◆ **Work item**
Every record is to be returned as written, with no omissions.

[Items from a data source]
BEGIN

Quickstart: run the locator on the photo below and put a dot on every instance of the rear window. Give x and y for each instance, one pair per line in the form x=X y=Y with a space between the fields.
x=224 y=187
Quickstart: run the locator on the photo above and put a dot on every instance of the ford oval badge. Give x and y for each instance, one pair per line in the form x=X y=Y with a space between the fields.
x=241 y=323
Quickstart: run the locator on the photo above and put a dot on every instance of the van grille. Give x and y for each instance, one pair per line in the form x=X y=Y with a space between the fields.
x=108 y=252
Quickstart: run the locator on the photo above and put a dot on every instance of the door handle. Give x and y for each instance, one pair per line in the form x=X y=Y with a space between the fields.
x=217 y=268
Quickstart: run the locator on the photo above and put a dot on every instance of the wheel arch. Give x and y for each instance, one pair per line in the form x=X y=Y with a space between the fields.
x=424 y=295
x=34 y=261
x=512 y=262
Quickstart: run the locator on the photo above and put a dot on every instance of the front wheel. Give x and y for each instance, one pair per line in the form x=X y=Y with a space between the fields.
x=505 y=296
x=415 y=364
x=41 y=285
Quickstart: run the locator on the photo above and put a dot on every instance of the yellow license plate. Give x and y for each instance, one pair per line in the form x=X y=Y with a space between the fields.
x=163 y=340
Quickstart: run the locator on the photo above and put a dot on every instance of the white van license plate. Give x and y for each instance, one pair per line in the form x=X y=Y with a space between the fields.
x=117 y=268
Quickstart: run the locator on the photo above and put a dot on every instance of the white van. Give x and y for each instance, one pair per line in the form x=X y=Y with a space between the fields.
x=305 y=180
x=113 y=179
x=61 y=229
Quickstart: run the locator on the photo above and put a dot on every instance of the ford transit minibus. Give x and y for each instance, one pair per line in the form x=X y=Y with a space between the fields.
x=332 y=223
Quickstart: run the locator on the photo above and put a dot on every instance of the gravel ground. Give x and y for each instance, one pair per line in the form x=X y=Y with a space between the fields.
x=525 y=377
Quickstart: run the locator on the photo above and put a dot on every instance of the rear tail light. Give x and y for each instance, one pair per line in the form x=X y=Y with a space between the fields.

END

◆ **Answer box**
Quickstart: run the locator on the photo below and put a dot on every instance of the rear window. Give x and y for each instance, one pair per line in the form x=X y=Y with a space between the fields.
x=224 y=187
Quickstart: run the locator on the photo above and put a dot on every instance of the ford oval badge. Give x and y for each instance, one pair per line in the form x=X y=Y with a space between the fields.
x=241 y=323
Quickstart: run the locator on the photo above and put a dot on every instance of the van grille. Give x and y for each instance, one pair per line in the form x=X y=Y with a space between the fields.
x=108 y=252
Quickstart: run the locator on the photo above and put a dot on every instance of the door handle. Give x and y for each instance, one pair per line in the form x=X y=Y with a space between the fields.
x=217 y=268
Quickstart: run the locator on the photo above and put a dot on every instance of the wheel arch. Give x and y for each instance, one pair per line in the form x=X y=Y with a space between the fields.
x=424 y=295
x=34 y=261
x=512 y=262
Quickstart: run the locator on the photo above and put a dot on every instance of the front wheel. Give x and y for each instance, one pair per line in the form x=X y=Y with a space between the fields.
x=505 y=296
x=415 y=364
x=41 y=285
Quickstart: run the locator on the photo above and put a dot on every instance of the yellow license plate. Give x and y for each instance, one pair per line in the form x=X y=Y with a space between the fields.
x=163 y=340
Quickstart: run the locator on the photo above and put a dot on every instance of the white van license plate. Give x and y for each instance, one pair per line in the form x=X y=Y with a space between the fields.
x=117 y=268
Quickstart: run the locator on the photo above and put a dot on every instance of the white van. Give x and y for each instance, one pair per line in the form x=X y=Y with a space between the fields.
x=305 y=180
x=113 y=179
x=61 y=229
Quickstart: run the locator on the photo above and put a dot on every instance of the ford transit minibus. Give x and y for each instance, one pair per line in the form x=X y=Y with a space between the fields.
x=332 y=223
Quickstart: run the locator on the photo above and put a dot on every instance of the gravel ground. Give x and y for each instance, one pair per line in the form x=X y=Y with a space between the fields.
x=525 y=377
Quickstart: run the locator on the photo above and put a dot on every instance of the rear tail light. Give x and y for each instance, one pair per line in the form x=X y=Y with a space between the fields.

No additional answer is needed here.